= TASK DETAILS =
Figure out how many lines in the records below hold the string "wedge". That number alone is the answer.

====== DATA FOR THE TASK

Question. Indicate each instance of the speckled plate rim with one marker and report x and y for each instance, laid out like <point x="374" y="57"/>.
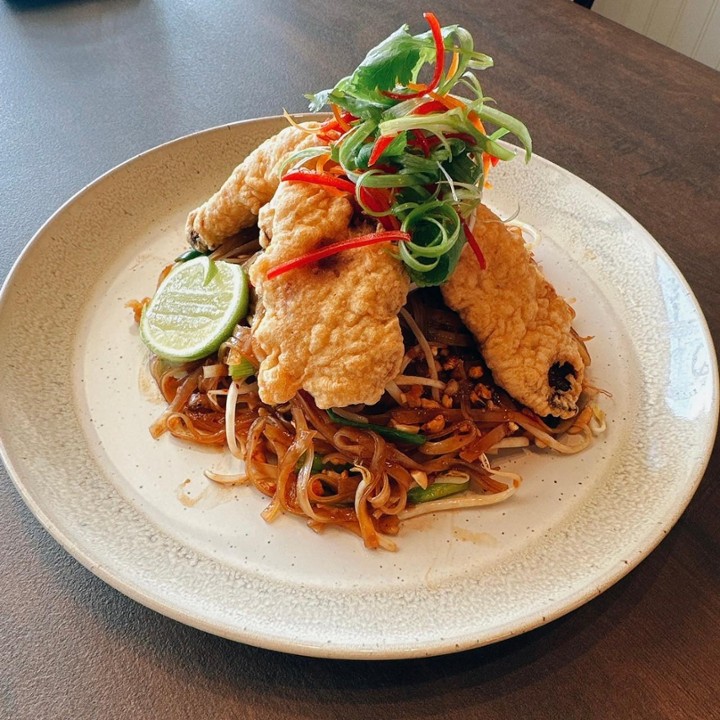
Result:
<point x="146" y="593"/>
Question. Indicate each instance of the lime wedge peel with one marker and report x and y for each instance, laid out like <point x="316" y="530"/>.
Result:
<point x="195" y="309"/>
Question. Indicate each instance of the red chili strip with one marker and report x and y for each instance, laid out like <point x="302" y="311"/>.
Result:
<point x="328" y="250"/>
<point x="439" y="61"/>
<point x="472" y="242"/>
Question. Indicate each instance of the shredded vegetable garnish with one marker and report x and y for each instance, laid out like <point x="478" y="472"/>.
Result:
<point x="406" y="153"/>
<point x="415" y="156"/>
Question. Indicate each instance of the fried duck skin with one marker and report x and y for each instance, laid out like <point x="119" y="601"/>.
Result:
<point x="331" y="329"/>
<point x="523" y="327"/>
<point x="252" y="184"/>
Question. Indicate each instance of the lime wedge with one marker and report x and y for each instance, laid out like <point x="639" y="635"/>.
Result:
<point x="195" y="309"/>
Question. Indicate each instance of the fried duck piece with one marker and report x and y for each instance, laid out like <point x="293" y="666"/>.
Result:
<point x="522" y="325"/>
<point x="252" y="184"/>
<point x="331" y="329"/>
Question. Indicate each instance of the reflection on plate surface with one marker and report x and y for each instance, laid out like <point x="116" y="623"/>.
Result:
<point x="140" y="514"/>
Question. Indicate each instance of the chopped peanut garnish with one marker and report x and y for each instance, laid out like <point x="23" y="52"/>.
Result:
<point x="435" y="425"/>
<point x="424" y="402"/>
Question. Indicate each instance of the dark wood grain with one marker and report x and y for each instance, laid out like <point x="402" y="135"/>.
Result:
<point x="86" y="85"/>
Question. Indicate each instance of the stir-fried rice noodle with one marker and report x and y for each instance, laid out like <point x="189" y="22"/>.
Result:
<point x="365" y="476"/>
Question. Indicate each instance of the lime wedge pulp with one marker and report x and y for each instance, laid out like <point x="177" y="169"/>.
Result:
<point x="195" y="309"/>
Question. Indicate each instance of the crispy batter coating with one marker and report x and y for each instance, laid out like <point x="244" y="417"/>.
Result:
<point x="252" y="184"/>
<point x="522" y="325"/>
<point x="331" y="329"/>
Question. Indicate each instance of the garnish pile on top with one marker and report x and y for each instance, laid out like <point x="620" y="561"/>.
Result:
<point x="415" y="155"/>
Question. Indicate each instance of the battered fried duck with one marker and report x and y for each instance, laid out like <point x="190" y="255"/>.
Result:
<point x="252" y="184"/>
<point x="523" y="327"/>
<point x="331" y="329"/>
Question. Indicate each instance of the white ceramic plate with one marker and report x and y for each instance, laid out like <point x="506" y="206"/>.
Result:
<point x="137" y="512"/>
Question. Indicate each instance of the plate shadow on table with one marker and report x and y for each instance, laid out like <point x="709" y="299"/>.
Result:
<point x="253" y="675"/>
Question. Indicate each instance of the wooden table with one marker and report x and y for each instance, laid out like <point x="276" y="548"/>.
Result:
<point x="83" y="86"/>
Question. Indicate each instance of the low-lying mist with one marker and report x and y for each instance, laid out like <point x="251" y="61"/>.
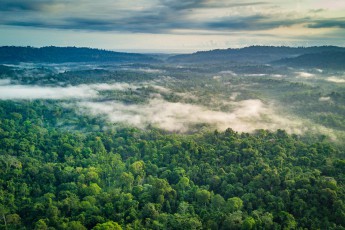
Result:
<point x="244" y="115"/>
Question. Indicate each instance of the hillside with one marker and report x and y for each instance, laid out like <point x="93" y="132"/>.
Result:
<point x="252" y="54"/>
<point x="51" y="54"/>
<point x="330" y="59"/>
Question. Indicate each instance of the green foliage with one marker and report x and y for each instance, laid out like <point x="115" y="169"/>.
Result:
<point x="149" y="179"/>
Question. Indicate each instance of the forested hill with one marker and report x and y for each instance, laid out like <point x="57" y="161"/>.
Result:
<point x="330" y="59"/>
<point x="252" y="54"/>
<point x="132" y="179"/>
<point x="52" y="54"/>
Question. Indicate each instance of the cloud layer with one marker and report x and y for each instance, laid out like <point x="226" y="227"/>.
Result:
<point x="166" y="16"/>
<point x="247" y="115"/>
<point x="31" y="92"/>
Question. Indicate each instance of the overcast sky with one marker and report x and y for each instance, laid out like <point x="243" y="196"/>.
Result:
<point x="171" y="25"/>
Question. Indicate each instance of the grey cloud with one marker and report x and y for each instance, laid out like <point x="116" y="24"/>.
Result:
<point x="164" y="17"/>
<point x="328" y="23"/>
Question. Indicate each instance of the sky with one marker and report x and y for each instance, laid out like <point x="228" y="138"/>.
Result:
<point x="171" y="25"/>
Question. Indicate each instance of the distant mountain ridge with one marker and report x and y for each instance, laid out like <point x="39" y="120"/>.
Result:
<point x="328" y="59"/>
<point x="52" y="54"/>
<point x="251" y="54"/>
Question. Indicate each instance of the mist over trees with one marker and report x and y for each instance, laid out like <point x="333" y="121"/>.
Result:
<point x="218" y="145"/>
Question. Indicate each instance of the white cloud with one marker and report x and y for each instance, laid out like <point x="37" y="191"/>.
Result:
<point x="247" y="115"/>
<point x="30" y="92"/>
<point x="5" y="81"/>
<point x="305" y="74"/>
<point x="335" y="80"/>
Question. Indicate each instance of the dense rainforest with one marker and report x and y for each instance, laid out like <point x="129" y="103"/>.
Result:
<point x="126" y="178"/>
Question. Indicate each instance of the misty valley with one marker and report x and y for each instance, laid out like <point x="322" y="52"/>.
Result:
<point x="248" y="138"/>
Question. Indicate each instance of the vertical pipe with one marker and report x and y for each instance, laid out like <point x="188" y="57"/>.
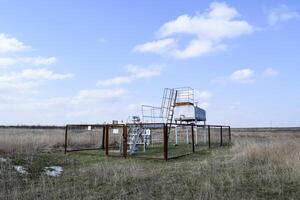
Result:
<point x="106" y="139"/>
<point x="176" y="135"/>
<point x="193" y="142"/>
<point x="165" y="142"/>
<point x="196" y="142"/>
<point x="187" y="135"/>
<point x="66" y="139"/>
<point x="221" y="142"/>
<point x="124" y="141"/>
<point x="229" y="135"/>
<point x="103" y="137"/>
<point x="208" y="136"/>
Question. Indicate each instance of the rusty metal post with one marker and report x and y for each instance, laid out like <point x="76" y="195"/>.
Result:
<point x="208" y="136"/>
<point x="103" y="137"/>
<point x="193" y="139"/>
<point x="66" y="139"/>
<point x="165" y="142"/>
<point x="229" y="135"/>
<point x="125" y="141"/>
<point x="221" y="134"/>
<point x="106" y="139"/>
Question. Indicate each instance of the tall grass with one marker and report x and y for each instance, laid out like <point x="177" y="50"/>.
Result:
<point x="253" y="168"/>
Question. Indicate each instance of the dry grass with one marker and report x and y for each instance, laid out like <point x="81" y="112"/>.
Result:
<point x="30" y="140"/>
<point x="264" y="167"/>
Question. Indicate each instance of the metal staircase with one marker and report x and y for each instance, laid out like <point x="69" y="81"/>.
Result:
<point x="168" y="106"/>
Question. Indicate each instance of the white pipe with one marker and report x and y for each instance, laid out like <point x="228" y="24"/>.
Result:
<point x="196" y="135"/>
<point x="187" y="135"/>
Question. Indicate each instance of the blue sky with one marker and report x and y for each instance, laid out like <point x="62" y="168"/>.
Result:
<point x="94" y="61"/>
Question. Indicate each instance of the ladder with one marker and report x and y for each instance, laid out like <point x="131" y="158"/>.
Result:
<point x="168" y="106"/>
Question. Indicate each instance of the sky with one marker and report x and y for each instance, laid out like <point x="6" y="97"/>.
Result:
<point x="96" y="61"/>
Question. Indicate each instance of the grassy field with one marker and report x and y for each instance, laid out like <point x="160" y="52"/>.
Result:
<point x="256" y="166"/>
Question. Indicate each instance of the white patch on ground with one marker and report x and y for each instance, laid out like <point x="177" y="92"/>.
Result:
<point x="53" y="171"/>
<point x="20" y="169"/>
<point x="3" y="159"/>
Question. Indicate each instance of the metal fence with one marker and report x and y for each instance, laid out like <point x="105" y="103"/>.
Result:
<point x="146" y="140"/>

============

= SOLUTION TO THIS PROBLEM =
3